• Your objective:
Restate word for word, and only, the lines that extend from the line containing "Note to the class: find the metal" through the end of the records below.
□ □ □ □ □ □ □
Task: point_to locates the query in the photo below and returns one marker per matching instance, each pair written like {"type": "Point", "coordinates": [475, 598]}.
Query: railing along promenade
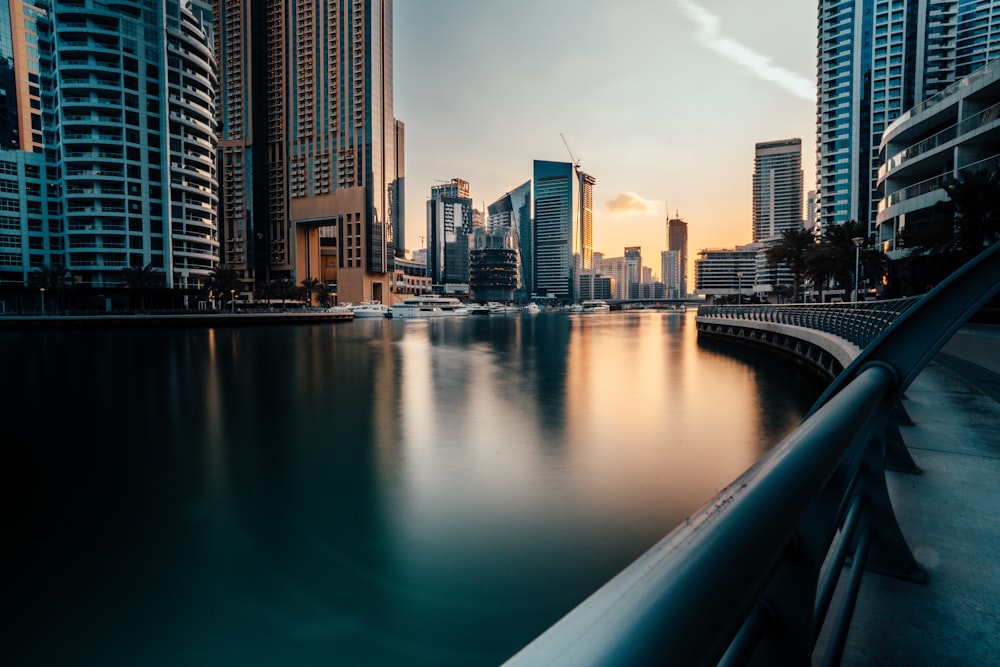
{"type": "Point", "coordinates": [844, 328]}
{"type": "Point", "coordinates": [768, 571]}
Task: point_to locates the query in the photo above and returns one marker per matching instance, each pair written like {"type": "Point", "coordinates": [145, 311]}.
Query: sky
{"type": "Point", "coordinates": [662, 101]}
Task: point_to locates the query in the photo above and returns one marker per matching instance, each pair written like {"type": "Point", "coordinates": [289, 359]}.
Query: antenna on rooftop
{"type": "Point", "coordinates": [576, 162]}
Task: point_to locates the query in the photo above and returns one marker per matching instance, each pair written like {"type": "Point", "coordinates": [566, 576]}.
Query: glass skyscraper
{"type": "Point", "coordinates": [777, 188]}
{"type": "Point", "coordinates": [449, 231]}
{"type": "Point", "coordinates": [309, 143]}
{"type": "Point", "coordinates": [514, 210]}
{"type": "Point", "coordinates": [108, 156]}
{"type": "Point", "coordinates": [553, 202]}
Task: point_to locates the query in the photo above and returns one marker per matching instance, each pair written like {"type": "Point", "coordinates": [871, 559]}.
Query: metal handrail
{"type": "Point", "coordinates": [748, 578]}
{"type": "Point", "coordinates": [859, 323]}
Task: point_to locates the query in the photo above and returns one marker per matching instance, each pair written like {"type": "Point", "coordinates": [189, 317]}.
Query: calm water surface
{"type": "Point", "coordinates": [375, 492]}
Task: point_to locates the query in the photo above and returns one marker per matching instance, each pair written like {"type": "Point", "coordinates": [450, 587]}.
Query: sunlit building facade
{"type": "Point", "coordinates": [955, 131]}
{"type": "Point", "coordinates": [449, 233]}
{"type": "Point", "coordinates": [553, 189]}
{"type": "Point", "coordinates": [493, 264]}
{"type": "Point", "coordinates": [726, 272]}
{"type": "Point", "coordinates": [309, 143]}
{"type": "Point", "coordinates": [114, 153]}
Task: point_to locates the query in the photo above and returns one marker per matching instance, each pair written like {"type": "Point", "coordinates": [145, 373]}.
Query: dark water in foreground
{"type": "Point", "coordinates": [374, 492]}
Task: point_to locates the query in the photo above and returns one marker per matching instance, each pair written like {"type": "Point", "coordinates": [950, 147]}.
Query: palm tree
{"type": "Point", "coordinates": [791, 251]}
{"type": "Point", "coordinates": [56, 280]}
{"type": "Point", "coordinates": [967, 222]}
{"type": "Point", "coordinates": [284, 288]}
{"type": "Point", "coordinates": [141, 280]}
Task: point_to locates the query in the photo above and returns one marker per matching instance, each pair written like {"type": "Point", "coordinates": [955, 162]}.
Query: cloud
{"type": "Point", "coordinates": [709, 35]}
{"type": "Point", "coordinates": [629, 202]}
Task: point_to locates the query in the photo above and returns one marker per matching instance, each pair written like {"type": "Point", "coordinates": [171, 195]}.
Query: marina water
{"type": "Point", "coordinates": [376, 492]}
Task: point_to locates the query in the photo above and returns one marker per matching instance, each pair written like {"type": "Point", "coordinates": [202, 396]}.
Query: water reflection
{"type": "Point", "coordinates": [375, 492]}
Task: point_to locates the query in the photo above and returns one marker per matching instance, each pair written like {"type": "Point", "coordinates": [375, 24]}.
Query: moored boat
{"type": "Point", "coordinates": [428, 305]}
{"type": "Point", "coordinates": [368, 309]}
{"type": "Point", "coordinates": [479, 309]}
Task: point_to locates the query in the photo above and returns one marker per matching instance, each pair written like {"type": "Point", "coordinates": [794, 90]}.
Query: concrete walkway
{"type": "Point", "coordinates": [950, 516]}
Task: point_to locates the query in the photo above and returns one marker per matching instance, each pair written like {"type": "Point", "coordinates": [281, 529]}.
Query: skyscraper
{"type": "Point", "coordinates": [677, 241]}
{"type": "Point", "coordinates": [585, 208]}
{"type": "Point", "coordinates": [309, 141]}
{"type": "Point", "coordinates": [514, 210]}
{"type": "Point", "coordinates": [670, 270]}
{"type": "Point", "coordinates": [875, 60]}
{"type": "Point", "coordinates": [633, 271]}
{"type": "Point", "coordinates": [449, 231]}
{"type": "Point", "coordinates": [777, 188]}
{"type": "Point", "coordinates": [553, 203]}
{"type": "Point", "coordinates": [108, 154]}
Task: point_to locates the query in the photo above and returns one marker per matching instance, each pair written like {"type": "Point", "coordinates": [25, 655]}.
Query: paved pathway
{"type": "Point", "coordinates": [950, 516]}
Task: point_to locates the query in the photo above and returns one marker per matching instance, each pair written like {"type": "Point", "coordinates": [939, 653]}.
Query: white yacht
{"type": "Point", "coordinates": [428, 305]}
{"type": "Point", "coordinates": [478, 309]}
{"type": "Point", "coordinates": [595, 306]}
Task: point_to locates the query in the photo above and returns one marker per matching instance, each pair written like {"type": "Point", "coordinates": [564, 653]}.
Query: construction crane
{"type": "Point", "coordinates": [576, 162]}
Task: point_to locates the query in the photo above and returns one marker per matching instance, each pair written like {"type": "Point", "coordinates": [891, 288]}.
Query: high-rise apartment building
{"type": "Point", "coordinates": [777, 188]}
{"type": "Point", "coordinates": [553, 202]}
{"type": "Point", "coordinates": [309, 142]}
{"type": "Point", "coordinates": [449, 232]}
{"type": "Point", "coordinates": [585, 207]}
{"type": "Point", "coordinates": [670, 271]}
{"type": "Point", "coordinates": [108, 152]}
{"type": "Point", "coordinates": [876, 59]}
{"type": "Point", "coordinates": [633, 271]}
{"type": "Point", "coordinates": [677, 241]}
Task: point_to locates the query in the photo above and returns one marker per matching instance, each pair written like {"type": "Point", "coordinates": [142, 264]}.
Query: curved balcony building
{"type": "Point", "coordinates": [127, 115]}
{"type": "Point", "coordinates": [956, 130]}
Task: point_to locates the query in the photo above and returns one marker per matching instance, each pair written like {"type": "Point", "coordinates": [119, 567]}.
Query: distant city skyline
{"type": "Point", "coordinates": [662, 102]}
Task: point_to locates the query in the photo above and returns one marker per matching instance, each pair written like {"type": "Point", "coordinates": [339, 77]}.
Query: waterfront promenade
{"type": "Point", "coordinates": [950, 517]}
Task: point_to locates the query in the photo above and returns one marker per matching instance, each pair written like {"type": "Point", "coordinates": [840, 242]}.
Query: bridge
{"type": "Point", "coordinates": [869, 535]}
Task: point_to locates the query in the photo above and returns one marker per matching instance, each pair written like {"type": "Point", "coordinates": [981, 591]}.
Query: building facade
{"type": "Point", "coordinates": [633, 271]}
{"type": "Point", "coordinates": [955, 131]}
{"type": "Point", "coordinates": [513, 210]}
{"type": "Point", "coordinates": [670, 272]}
{"type": "Point", "coordinates": [449, 233]}
{"type": "Point", "coordinates": [309, 142]}
{"type": "Point", "coordinates": [493, 264]}
{"type": "Point", "coordinates": [584, 246]}
{"type": "Point", "coordinates": [777, 188]}
{"type": "Point", "coordinates": [108, 156]}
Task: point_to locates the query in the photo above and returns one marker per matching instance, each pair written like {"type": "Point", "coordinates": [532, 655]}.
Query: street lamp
{"type": "Point", "coordinates": [858, 242]}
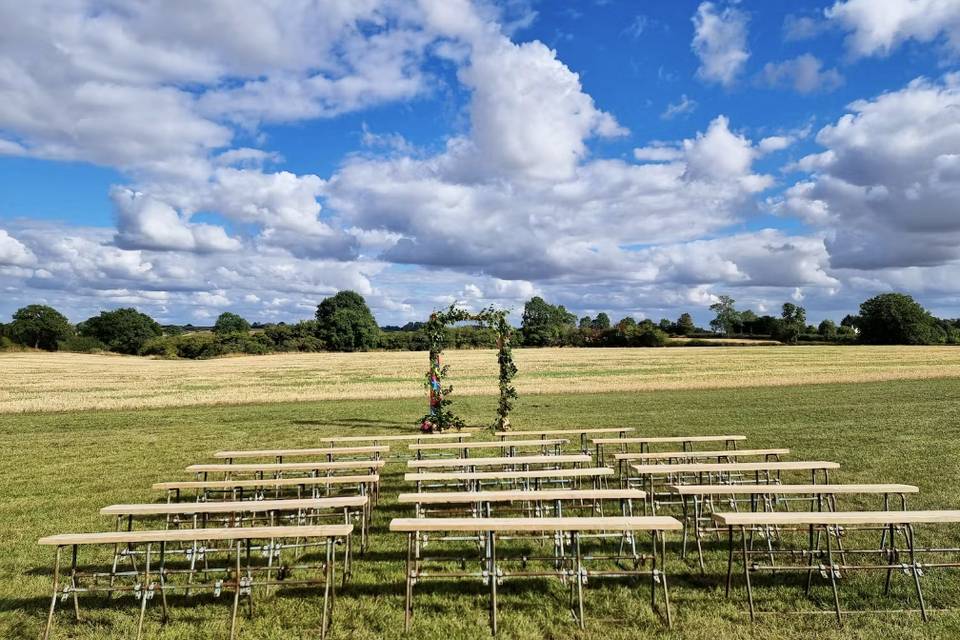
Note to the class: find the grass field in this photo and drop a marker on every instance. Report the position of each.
(69, 382)
(61, 467)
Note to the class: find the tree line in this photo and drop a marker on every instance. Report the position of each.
(344, 322)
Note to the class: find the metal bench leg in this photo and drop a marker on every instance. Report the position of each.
(53, 599)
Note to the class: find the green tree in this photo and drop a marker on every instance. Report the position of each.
(230, 323)
(544, 324)
(122, 330)
(685, 325)
(39, 326)
(896, 318)
(345, 323)
(727, 316)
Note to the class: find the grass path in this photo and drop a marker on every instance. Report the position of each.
(60, 468)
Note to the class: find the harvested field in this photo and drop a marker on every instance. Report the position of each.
(63, 381)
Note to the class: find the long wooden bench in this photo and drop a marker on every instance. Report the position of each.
(568, 565)
(767, 497)
(258, 489)
(280, 454)
(148, 579)
(507, 461)
(537, 476)
(892, 559)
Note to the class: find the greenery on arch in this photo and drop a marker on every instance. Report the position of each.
(441, 417)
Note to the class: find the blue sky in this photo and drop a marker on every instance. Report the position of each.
(638, 158)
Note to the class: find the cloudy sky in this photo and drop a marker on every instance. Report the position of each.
(634, 157)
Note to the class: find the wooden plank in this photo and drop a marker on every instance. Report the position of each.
□ □ □ □ □ □ □
• Written reply:
Note to the class: find the metal bench leg in this photo and drop a marker on every instance. Report the position of each.
(53, 599)
Note to the class: find the green tree in this photo and drop a marker on every instance. Report the position of each.
(230, 323)
(544, 324)
(122, 330)
(685, 325)
(39, 326)
(896, 318)
(345, 323)
(727, 316)
Note to the class: find the grass path in this photo and drop a marker on every instance. Report the position of each.
(60, 468)
Note to the class: find the harvested field in this photo and drop a marker on every instance. Report the position of each.
(63, 381)
Note to the class: find the long wooden bench in this photo and drop a marker on every instance. Report the position of each.
(568, 565)
(767, 497)
(258, 489)
(280, 454)
(148, 579)
(507, 461)
(537, 476)
(892, 559)
Note to the class: find the greenery on arch in this photo and drop a marker on every instance. Report the position of each.
(441, 417)
Note to the class: find the blue sky in this photo and drop a marker on every instance. Report the position of each.
(638, 158)
Note to the class: find the cloudy sky in this photo and drop a marker on every instance. Report the position of each.
(634, 157)
Note to the class: find the wooden plank in this photo and drop a marker on every instance. Report the position of each.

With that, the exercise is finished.